§ **Task prompt**: Print all of the lines below word for word, leaving out the pictures.

++++++++

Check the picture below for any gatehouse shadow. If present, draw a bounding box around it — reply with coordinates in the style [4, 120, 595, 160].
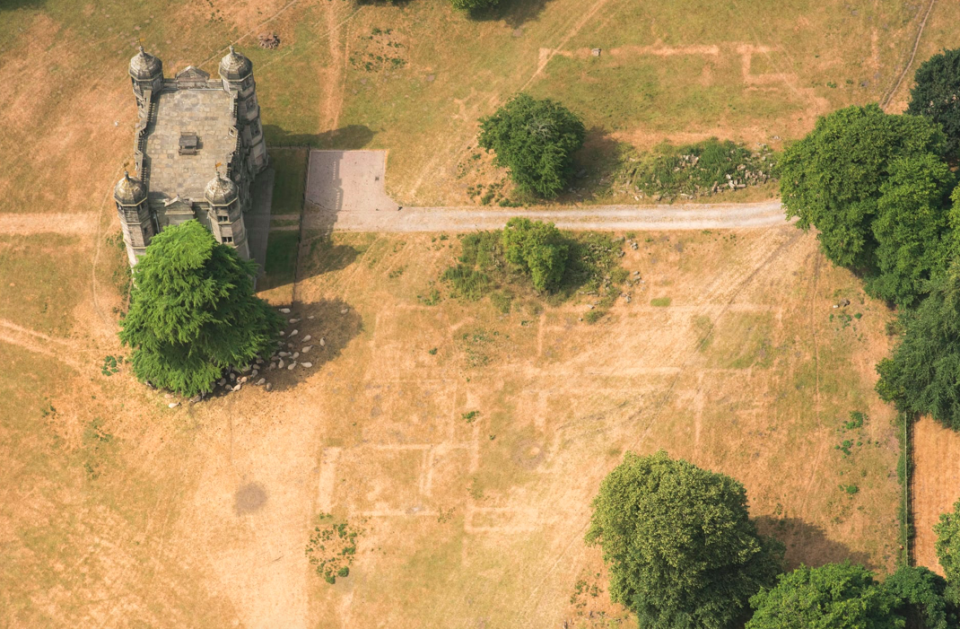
[754, 516, 876, 571]
[261, 298, 363, 392]
[263, 124, 376, 151]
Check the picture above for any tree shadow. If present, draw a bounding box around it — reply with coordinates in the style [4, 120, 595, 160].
[261, 298, 363, 391]
[557, 127, 626, 203]
[754, 516, 876, 570]
[470, 0, 551, 28]
[263, 124, 376, 150]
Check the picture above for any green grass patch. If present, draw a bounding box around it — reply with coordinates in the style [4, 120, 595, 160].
[257, 231, 300, 290]
[270, 149, 308, 215]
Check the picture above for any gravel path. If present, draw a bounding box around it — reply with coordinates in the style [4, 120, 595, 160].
[304, 199, 787, 232]
[303, 150, 786, 232]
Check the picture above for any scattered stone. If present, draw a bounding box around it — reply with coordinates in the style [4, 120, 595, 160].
[257, 33, 280, 50]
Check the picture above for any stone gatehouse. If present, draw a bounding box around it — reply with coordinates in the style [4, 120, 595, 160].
[113, 46, 268, 266]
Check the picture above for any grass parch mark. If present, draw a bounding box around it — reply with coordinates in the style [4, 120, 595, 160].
[304, 513, 363, 585]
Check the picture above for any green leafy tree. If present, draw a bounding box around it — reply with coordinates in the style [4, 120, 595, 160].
[501, 217, 570, 291]
[780, 105, 946, 275]
[866, 153, 956, 307]
[450, 0, 500, 13]
[883, 566, 960, 629]
[877, 260, 960, 430]
[907, 50, 960, 161]
[745, 563, 904, 629]
[480, 94, 586, 198]
[120, 221, 284, 395]
[933, 500, 960, 587]
[586, 451, 783, 629]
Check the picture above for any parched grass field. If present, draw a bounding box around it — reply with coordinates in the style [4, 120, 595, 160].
[0, 0, 960, 627]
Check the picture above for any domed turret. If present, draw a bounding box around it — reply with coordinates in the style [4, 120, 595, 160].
[130, 46, 163, 81]
[113, 171, 147, 205]
[220, 46, 253, 81]
[203, 173, 237, 205]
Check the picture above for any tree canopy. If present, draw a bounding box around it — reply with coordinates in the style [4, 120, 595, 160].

++++++++

§ **Result of the exercise**:
Check the picture below for any gatehouse shadow. If present, draw a bounding box around it — reply with coordinates in the style [4, 120, 595, 160].
[754, 516, 876, 571]
[261, 298, 363, 392]
[263, 124, 376, 151]
Check the picture above for any tree shadow. If present, draw a bounding box around it — reply with coordinates in the style [4, 120, 595, 160].
[261, 298, 363, 391]
[557, 127, 626, 203]
[754, 516, 876, 570]
[470, 0, 551, 28]
[263, 124, 376, 150]
Check the picture above for any green grass patch. If present, draw a bounding box around it — reply with coordinates in the style [4, 120, 595, 160].
[257, 231, 300, 290]
[270, 149, 308, 215]
Check the picture above for any gravel path. If present, draw a bounding box around it — reply with coordinates in the style [4, 120, 595, 160].
[304, 199, 787, 232]
[303, 150, 786, 232]
Check the picture above for any scattered stone. If present, draw a bounding box around it — reply with coordinates in the style [4, 120, 595, 160].
[257, 33, 280, 50]
Check the picture above for any stone gatehouse. If present, draw a bounding box around it — reply with coordinates in the style [4, 120, 595, 160].
[113, 46, 268, 266]
Check the picture above for any grass parch mark. If present, draw a bounding box around it — reply with coordinates in the style [4, 120, 595, 160].
[304, 513, 363, 585]
Check the picture above for any green leafy tree. If present, draw a bounding box around it — reply with coordinates in the style [4, 120, 595, 160].
[501, 217, 570, 291]
[780, 105, 946, 275]
[866, 153, 956, 307]
[450, 0, 500, 13]
[883, 566, 960, 629]
[877, 260, 960, 430]
[907, 50, 960, 161]
[745, 563, 904, 629]
[480, 94, 586, 198]
[120, 221, 284, 395]
[933, 500, 960, 587]
[586, 451, 783, 629]
Check the picture above for any parched grass field. If present, draw a bounding box around it — reply with coordinates in the style [4, 120, 595, 160].
[0, 0, 960, 627]
Check the picture above for any domed turret. If present, draw a bounding box around it — reply with coordinates in the style [4, 120, 595, 160].
[130, 46, 163, 81]
[113, 171, 147, 205]
[220, 46, 253, 81]
[203, 173, 237, 205]
Check the picture above for any tree canopy. If present, draw a bounding box around it — reply with coordinates in the style [4, 120, 595, 160].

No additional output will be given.